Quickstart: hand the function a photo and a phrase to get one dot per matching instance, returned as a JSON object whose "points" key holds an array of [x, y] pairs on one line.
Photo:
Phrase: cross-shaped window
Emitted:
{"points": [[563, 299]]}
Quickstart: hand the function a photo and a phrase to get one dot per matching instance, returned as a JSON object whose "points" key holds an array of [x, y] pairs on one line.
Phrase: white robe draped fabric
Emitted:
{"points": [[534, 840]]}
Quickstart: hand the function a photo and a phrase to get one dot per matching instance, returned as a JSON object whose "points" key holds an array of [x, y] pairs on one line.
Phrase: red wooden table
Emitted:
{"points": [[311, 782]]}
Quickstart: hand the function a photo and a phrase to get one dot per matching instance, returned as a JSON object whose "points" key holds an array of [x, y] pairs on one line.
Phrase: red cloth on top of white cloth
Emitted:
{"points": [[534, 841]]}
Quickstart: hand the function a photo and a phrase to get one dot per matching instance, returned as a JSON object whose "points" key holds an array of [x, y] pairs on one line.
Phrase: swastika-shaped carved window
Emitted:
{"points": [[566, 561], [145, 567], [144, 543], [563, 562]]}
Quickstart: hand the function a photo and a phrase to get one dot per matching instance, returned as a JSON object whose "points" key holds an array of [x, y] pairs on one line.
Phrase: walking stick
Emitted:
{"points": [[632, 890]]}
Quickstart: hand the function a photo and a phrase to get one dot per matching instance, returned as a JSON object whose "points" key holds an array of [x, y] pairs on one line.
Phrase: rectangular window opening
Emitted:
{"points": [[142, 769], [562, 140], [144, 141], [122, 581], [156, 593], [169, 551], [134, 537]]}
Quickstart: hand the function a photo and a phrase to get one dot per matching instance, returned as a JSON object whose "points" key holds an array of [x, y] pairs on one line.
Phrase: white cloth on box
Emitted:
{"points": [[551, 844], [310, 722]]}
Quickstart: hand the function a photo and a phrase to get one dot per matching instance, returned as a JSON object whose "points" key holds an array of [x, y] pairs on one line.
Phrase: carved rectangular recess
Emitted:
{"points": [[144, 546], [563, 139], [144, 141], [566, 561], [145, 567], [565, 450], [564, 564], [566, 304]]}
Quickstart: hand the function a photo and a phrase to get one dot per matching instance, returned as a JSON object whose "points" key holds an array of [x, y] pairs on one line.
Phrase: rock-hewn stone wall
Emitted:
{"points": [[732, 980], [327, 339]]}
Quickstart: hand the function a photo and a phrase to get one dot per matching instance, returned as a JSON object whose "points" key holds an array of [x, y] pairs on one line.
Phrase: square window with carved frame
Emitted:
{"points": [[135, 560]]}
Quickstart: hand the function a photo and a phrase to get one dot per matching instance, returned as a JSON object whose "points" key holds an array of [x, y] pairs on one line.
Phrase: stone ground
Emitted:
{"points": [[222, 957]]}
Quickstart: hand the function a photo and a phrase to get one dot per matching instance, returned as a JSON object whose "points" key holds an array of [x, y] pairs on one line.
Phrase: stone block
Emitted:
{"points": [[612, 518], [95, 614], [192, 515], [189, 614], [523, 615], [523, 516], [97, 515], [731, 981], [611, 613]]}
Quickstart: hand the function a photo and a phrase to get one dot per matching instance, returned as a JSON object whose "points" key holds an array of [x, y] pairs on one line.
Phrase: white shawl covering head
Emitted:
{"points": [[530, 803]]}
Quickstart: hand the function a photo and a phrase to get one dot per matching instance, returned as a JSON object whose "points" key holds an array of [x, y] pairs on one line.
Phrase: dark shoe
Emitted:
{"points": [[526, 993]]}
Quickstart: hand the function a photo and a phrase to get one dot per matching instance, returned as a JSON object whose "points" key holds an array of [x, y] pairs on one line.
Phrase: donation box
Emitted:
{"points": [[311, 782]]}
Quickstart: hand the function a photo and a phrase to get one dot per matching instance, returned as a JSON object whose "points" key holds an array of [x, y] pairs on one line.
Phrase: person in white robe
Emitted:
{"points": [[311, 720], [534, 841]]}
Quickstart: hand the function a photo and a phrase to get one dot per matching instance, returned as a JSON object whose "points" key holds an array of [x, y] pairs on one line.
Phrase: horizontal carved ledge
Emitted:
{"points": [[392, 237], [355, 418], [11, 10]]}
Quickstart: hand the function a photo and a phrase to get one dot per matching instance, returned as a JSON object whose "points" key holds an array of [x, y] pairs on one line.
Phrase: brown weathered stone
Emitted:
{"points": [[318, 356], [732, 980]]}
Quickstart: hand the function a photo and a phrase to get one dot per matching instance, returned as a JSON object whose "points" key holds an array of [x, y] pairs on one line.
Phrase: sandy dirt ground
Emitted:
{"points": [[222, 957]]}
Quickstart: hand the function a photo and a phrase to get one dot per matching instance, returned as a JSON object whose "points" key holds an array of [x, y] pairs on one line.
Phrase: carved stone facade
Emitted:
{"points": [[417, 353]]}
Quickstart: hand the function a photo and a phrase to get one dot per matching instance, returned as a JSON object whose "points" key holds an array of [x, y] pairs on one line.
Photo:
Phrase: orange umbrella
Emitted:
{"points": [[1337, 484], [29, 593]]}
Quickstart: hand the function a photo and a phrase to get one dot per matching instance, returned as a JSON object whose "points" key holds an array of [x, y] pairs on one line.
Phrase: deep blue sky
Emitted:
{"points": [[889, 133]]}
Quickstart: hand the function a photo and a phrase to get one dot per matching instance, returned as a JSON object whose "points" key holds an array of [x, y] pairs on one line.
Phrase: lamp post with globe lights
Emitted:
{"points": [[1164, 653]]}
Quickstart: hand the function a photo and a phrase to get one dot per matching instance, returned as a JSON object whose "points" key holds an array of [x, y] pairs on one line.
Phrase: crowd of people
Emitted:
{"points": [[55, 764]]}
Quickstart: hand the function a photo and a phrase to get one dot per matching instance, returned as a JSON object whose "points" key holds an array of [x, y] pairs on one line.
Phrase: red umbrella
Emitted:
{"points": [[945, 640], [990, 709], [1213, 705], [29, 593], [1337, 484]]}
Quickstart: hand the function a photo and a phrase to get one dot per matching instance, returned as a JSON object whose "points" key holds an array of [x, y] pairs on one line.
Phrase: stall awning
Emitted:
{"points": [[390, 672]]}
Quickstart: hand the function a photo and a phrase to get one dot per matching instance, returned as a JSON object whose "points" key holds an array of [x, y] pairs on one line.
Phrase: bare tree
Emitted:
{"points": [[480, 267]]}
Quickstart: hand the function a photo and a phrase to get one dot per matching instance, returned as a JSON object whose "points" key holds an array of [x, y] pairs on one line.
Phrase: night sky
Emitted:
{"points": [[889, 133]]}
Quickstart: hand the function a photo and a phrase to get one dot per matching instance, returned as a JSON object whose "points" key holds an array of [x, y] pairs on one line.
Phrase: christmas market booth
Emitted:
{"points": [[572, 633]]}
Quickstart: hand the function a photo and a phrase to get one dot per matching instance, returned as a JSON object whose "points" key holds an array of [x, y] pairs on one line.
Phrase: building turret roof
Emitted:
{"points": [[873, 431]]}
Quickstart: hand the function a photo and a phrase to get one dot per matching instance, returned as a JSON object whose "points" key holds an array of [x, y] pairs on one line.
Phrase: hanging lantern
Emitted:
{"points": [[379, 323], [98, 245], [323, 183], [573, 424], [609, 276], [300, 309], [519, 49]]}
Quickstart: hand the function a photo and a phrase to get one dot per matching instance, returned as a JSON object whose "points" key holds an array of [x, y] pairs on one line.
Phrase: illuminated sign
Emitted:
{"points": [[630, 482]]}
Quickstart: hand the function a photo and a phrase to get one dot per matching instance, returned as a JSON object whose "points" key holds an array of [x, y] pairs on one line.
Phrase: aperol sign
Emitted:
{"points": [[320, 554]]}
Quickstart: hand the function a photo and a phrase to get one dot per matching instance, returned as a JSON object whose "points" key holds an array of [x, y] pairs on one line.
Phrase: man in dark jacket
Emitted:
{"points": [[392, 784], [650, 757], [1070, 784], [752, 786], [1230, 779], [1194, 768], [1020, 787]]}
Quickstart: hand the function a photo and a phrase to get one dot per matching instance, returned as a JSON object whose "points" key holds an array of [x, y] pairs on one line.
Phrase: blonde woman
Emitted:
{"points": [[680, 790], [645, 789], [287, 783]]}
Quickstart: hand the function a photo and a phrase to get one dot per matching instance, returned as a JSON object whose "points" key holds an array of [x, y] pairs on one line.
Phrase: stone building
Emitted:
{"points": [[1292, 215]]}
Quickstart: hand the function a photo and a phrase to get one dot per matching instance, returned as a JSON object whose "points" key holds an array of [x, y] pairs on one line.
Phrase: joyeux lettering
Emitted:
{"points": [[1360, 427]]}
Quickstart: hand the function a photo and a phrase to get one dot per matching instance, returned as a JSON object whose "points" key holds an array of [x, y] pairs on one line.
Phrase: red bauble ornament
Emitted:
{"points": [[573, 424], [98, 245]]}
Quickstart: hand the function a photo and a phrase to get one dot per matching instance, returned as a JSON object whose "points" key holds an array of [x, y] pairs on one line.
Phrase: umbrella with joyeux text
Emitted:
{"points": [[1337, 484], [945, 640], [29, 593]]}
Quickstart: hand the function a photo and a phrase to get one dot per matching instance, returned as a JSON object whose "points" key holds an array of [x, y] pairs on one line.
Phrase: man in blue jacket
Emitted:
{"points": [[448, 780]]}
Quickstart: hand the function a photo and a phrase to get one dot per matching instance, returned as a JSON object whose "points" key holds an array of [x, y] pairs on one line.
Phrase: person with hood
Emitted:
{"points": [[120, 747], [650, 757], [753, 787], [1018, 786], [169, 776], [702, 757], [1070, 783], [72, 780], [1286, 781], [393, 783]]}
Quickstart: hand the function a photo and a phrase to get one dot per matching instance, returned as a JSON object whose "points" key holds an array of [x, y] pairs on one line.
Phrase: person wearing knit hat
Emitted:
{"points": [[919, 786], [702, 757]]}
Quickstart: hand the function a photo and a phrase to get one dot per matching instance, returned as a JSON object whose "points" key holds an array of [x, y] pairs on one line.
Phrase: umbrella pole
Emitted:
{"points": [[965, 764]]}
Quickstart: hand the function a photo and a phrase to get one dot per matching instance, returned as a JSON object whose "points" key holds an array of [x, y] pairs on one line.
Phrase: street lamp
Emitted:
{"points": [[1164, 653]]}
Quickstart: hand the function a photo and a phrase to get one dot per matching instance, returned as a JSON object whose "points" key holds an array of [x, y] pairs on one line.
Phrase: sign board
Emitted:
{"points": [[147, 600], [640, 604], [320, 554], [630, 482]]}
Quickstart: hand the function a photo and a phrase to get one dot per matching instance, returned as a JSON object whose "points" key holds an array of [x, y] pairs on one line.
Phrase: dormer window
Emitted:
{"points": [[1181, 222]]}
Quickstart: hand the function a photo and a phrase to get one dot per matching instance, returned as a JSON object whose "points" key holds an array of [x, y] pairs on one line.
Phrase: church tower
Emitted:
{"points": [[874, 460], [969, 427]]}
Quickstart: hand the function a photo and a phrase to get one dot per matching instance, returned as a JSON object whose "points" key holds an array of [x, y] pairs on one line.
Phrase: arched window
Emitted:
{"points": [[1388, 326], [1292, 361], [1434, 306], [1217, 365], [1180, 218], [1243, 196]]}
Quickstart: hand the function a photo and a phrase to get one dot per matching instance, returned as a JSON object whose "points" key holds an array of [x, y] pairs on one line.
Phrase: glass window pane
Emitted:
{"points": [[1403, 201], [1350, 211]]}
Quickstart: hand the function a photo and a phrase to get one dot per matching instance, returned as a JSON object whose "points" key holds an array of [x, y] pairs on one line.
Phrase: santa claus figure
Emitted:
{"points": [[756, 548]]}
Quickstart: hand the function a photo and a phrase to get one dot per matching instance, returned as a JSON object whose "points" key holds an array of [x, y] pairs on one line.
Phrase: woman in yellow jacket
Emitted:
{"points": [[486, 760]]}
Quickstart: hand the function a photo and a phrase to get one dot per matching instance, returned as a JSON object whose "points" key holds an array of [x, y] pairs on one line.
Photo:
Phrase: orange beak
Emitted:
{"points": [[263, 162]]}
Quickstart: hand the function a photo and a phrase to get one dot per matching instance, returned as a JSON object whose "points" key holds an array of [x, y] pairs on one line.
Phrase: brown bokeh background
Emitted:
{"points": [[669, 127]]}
####################
Do this → Please show every line above that contains the word "blue", copying each one in full. Case counts.

Task answer →
Phrase: deep blue sky
Phrase: man in blue jacket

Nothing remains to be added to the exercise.